# significance of photography



## anything you synth (Nov 17, 2008)

Hi everyone! I have to write a 5 page paper on photography for school. It can't be a history or how-two, and i feel I'm left with little to no options. Any thoughts? I dont even know where to start.


----------



## table1349 (Nov 17, 2008)

http://www.afplweb.com/cms/


----------



## Adour (Nov 17, 2008)

I would look at a situation where photography had a dramatic affect on an outcome.

An example would be the US in Vietnam 65-75.  You could examine how images brought back from that war affected public opinion.  you could look at how the US army integrated photo journalists into combat operations to try and PR for them etc...

Another idea might be to look at how and why photography is so popular, what makes it different fro other art form, why do stunning photos grab peoples' attention, why do some cultures consider a photo to steal part of the soul etc....

I will think some more on this but hopefully that will help you get your mind away from history or how-to...

Adour


----------



## DRoberts (Nov 17, 2008)

Another option might be the uses of photography. Its artistic value, business, forensics, personal, etc.

○ ○ ○ ○ ○ ○ ○

REQUIRED WORK
Reproduce a passage from the photography thread word for word, beginning at the words "http://www.afplweb.com/cms/" and stopping after "the soul etc....".

STORED ROWS
○ ○ ○ ○ ○ ○ ○

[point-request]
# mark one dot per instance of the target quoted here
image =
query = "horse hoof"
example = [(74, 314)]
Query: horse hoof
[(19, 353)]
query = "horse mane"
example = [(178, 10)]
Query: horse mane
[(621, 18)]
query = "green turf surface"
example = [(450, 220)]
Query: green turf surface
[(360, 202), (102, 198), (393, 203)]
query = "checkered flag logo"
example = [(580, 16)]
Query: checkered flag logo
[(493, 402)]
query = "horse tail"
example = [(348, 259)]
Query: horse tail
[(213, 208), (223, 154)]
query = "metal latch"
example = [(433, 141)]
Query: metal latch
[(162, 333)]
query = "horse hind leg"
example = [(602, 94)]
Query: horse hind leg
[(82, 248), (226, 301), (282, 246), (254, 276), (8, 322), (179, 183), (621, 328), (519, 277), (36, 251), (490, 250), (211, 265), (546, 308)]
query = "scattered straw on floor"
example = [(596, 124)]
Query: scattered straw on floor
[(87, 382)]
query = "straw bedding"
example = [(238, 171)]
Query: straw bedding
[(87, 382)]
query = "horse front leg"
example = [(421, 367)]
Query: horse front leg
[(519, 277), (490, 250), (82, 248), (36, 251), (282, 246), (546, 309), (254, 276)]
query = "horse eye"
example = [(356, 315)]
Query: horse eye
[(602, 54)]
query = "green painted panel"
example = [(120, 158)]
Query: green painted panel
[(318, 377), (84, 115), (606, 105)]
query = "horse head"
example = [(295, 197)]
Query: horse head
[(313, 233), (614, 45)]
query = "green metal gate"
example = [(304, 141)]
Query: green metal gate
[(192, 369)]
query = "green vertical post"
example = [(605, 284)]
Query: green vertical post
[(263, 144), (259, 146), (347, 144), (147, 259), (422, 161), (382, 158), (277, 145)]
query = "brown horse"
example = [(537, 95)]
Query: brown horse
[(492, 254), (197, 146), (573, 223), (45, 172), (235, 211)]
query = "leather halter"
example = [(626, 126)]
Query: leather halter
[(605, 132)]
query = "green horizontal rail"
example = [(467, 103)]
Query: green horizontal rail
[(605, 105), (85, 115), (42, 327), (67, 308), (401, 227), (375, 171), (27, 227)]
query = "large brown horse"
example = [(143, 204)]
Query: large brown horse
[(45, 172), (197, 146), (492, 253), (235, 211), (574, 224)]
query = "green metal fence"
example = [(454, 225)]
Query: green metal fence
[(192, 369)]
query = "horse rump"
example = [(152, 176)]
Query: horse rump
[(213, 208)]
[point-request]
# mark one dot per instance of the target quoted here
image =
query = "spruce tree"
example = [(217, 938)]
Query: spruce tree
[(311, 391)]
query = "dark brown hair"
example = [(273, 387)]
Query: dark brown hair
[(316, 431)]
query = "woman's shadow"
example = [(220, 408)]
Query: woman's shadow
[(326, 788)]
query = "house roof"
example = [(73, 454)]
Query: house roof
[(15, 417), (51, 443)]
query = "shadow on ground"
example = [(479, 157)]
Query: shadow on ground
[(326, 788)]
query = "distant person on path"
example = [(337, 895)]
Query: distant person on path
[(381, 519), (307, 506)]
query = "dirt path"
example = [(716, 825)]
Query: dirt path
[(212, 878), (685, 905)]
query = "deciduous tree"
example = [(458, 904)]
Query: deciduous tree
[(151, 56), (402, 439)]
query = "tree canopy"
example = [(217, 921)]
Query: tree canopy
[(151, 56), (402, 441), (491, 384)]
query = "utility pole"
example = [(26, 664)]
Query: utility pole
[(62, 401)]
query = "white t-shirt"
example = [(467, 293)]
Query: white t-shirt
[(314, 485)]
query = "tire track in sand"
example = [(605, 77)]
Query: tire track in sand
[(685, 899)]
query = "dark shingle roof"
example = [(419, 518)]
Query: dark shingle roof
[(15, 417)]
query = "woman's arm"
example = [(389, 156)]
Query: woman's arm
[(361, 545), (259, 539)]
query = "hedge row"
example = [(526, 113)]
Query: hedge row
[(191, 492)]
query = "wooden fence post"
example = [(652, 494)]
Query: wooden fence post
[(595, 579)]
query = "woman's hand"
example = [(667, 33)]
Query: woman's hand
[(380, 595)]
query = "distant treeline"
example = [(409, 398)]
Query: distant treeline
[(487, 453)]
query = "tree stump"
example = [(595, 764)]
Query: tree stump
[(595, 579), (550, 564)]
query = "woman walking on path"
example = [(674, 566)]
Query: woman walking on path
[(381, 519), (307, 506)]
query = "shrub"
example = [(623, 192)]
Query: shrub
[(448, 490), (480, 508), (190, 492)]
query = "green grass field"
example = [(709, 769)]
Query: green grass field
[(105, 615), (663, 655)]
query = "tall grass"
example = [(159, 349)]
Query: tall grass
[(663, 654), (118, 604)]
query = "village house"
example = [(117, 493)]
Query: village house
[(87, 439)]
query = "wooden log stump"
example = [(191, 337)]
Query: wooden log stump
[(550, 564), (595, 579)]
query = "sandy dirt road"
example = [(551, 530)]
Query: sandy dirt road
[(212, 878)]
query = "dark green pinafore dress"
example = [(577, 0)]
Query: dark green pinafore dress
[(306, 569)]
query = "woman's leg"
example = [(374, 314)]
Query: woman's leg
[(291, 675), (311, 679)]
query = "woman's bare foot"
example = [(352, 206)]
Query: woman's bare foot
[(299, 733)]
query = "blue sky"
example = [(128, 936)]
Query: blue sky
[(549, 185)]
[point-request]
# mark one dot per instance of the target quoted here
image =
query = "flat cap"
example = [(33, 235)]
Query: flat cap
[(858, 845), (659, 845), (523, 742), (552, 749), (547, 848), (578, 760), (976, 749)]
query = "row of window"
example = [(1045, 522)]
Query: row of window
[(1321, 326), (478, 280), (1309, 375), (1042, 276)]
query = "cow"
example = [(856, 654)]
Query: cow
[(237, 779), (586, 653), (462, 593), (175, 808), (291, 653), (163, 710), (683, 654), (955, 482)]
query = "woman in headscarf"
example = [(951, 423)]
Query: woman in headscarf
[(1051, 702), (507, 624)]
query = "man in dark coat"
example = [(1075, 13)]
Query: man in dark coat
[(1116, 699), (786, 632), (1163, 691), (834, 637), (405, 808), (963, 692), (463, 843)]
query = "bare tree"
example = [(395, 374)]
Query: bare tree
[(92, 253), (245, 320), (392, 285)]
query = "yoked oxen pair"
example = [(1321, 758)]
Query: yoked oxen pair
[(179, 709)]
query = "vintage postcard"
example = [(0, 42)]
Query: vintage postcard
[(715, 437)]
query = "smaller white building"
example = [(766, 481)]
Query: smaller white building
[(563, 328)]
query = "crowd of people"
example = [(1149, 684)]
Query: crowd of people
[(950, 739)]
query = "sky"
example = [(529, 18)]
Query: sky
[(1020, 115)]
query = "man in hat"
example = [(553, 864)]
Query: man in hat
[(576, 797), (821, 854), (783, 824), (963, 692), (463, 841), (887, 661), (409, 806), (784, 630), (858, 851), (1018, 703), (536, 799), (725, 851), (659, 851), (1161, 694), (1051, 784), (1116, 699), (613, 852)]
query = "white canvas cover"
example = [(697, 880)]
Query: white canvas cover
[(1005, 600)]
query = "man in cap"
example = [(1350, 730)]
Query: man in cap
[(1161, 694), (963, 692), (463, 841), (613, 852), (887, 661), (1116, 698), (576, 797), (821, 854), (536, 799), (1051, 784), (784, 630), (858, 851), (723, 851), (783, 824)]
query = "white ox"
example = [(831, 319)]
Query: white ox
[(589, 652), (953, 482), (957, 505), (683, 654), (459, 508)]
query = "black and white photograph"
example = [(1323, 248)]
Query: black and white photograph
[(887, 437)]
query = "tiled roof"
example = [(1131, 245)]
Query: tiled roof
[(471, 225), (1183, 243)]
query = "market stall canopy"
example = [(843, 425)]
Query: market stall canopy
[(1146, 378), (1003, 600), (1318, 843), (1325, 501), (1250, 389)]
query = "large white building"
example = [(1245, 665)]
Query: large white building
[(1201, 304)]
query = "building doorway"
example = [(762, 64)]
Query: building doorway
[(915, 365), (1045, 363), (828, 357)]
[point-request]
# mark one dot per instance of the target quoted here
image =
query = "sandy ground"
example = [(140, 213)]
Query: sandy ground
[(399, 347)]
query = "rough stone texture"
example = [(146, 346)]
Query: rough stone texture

○ ○ ○ ○ ○ ○ ○

COMPLETE RESPONSE
http://www.afplweb.com/cms/


----------



## Adour (Nov 17, 2008)

I would look at a situation where photography had a dramatic affect on an outcome.

An example would be the US in Vietnam 65-75.  You could examine how images brought back from that war affected public opinion.  you could look at how the US army integrated photo journalists into combat operations to try and PR for them etc...

Another idea might be to look at how and why photography is so popular, what makes it different fro other art form, why do stunning photos grab peoples' attention, why do some cultures consider a photo to steal part of the soul etc....